━━━ INFORMATION PROVIDED
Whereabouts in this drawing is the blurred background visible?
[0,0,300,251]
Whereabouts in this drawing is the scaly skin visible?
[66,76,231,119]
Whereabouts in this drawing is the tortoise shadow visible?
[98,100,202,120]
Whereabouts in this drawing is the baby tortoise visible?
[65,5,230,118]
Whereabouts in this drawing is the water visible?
━━━━━━
━━━ INFORMATION PROVIDED
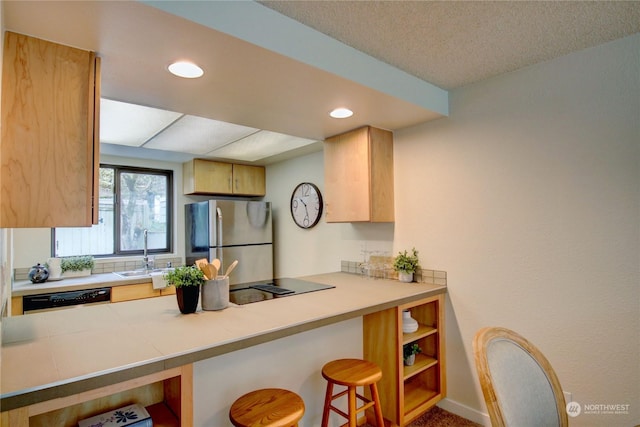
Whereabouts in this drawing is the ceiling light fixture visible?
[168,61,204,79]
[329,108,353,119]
━━━━━━
**DIRECTIVE**:
Rewrite the part of the records that opens with the line containing "Whereabouts in this drawing is the blurred" and closes with the line containing "[65,5,230,118]", both ends included. Keep every request line unchanged and shift each bounding box coordinate by adding 62.

**OUTPUT BELOW**:
Whereabouts in this drawing is the blurred background visible?
[62,62,362,313]
Whereabouts in this drawing is the scaly skin visible?
[128,138,293,181]
Whereabouts in this drawing is the tortoise shadow visible?
[160,162,264,182]
Whereabouts in this drawing is the baby tortoise visible?
[127,67,292,180]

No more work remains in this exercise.